In this session, Zhen focuses on three different techniques that she finds particularly effective in actively engaging students online and which may be of use to colleagues planning their Semester 2 course design:
- Icebreakers and Connection Seeds: Before the course begins, an assessed ice-breaker activity draws out students’ aspirations and expectations; this helps students to connect and being to build friendship groups before the course starts.
- Applied Exemplars: The course community work together to create short exemplars, using the student’s professional specialisms and extracurricular interests to explore and apply key theoretical concepts in creative ways.
- Practice Dilemmas: Students bring their real-life practice dilemmas to the course community and Zhen reaches out to peers, alumni and external partners/practitioners to share their own authentic stories from the real world.
The video below is an edited version of the webinar Zhen conducted, technical issues & questions are removed.

#### [Exercise instructions]
From the session description, extract everything from "- Practice Dilemmas: Students" down to "questions are removed.". The dataset rows that come next are not required for anything here.

#### [Dataset rows]
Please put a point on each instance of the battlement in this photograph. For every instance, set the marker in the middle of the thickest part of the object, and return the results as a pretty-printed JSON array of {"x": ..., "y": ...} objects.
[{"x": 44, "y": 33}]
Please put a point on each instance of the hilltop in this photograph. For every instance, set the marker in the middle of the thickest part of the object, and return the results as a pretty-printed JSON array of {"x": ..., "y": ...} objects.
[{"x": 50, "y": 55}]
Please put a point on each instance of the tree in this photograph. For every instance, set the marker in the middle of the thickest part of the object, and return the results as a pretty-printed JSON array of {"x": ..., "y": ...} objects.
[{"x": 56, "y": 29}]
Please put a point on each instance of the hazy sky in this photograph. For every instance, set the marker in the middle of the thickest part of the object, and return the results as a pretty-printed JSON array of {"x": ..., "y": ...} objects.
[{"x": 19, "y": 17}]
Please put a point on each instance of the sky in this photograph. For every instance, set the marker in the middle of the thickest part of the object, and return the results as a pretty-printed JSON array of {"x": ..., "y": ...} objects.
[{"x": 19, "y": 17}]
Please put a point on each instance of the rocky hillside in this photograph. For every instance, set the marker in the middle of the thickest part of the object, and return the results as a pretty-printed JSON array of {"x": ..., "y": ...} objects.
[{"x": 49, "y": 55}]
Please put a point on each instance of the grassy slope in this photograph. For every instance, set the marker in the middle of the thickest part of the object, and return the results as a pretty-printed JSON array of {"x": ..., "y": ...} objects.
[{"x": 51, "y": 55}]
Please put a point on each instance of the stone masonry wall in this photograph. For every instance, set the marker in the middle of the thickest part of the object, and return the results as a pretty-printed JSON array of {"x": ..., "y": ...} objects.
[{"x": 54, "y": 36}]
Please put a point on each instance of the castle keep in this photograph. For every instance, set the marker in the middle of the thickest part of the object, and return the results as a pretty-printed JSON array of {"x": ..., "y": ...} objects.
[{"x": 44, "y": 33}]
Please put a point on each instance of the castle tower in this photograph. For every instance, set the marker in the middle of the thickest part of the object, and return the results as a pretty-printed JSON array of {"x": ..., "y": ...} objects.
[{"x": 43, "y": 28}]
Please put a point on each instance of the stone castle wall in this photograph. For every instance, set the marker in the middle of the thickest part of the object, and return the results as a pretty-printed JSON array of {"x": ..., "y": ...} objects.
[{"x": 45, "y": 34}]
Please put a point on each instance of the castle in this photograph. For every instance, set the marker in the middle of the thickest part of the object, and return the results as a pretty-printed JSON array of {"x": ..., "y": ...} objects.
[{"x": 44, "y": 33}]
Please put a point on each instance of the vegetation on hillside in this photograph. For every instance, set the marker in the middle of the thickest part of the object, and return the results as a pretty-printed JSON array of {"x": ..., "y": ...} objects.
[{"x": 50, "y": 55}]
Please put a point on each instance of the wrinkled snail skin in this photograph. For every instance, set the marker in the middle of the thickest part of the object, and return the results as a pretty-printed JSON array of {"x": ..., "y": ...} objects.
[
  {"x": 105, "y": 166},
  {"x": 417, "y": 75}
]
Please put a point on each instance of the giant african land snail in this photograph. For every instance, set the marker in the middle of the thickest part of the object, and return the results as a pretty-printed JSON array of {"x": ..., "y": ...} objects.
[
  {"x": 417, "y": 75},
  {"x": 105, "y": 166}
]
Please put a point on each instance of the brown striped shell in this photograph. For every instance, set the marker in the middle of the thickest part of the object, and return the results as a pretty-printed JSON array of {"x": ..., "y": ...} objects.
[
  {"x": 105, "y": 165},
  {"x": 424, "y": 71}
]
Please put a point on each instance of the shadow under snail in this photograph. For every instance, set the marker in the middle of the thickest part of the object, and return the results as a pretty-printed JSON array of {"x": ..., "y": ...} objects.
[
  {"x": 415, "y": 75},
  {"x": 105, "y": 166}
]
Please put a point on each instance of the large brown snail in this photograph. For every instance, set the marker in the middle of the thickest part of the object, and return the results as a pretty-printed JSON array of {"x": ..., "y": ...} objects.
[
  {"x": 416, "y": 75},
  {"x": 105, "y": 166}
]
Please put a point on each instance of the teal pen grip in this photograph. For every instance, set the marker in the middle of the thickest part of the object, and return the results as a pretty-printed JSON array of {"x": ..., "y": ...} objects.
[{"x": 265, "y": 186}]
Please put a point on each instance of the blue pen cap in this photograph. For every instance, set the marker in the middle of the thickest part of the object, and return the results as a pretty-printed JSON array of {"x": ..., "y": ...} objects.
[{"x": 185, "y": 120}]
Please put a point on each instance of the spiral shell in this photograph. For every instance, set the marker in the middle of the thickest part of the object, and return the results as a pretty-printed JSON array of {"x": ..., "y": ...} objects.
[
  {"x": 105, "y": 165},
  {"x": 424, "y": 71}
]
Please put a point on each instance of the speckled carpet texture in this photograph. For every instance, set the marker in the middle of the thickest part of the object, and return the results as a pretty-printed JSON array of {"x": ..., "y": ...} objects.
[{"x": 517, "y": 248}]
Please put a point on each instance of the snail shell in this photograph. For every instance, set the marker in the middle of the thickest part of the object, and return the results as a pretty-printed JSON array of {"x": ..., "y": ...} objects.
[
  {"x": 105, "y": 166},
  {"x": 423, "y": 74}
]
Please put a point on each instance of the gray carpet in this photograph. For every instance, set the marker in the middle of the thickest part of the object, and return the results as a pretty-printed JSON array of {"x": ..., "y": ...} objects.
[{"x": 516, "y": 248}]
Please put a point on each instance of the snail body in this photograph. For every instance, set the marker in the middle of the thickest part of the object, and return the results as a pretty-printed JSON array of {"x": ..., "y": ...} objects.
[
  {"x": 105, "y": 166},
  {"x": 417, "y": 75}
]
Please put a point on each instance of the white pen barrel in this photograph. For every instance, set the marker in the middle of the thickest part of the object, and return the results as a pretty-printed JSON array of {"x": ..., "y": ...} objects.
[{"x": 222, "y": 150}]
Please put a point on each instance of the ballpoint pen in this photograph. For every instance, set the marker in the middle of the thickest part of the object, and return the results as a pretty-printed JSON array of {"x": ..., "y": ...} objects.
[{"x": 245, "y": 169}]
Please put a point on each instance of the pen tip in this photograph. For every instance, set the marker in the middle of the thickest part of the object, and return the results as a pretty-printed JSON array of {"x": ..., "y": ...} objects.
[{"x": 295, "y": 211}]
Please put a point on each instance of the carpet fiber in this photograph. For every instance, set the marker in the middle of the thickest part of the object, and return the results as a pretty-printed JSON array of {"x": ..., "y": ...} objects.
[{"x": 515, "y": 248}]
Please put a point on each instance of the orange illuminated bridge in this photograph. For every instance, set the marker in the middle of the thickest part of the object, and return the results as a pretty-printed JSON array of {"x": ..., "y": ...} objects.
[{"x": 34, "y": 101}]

#### [Exercise result]
- Practice Dilemmas: Students bring their real-life practice dilemmas to the course community and Zhen reaches out to peers, alumni and external partners/practitioners to share their own authentic stories from the real world.
The video below is an edited version of the webinar Zhen conducted, technical issues & questions are removed.